*Passage présenté*
==========
Le pays des autres Leila Slimani
Leila, majeur
Succédant à plusieurs romans économes en protagonistes, dont l'incontournable "Chanson douce", nous arrive la déferlante annoncée d'un récit choral et trilogique. Changement de registre.
Ce premier opus s'inspire d'une saga de grands-parents marocains dans le contexte des années Cinquante quand le Maroc revendique son indépendance et que la défiance envers les colons vire à la haine. Débarque un jeune couple dans ce milieu délétère, elle alsacienne des champs, lui traître à son Maghreb et galonné pour avoir servi l'ennemi, la France.
==========
*Section des données*
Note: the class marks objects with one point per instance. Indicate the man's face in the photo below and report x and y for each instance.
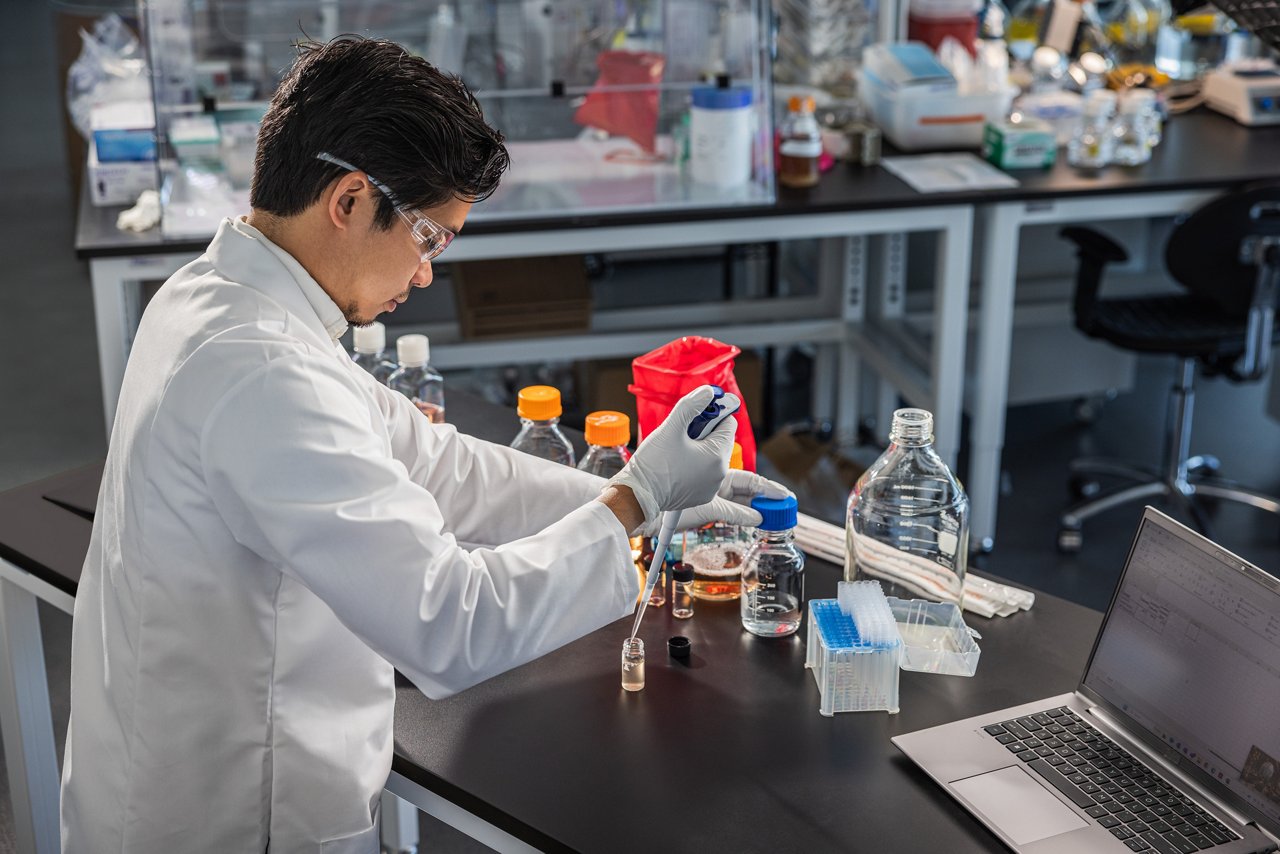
==========
*Vos tâches*
A. Recopiez à l'identique la partie de la critique du roman comprise entre « Ce premier opus » et « l'ennemi, la France. », bornes comprises.
B. D'après la critique du roman, dans quelle décennie se situe le contexte de ce premier opus ?

*Réponses dans l'ordre*
A.
Ce premier opus s'inspire d'une saga de grands-parents marocains dans le contexte des années Cinquante quand le Maroc revendique son indépendance et que la défiance envers les colons vire à la haine. Débarque un jeune couple dans ce milieu délétère, elle alsacienne des champs, lui traître à son Maghreb et galonné pour avoir servi l'ennemi, la France.

B. Les années Cinquante, quand le Maroc revendique son indépendance.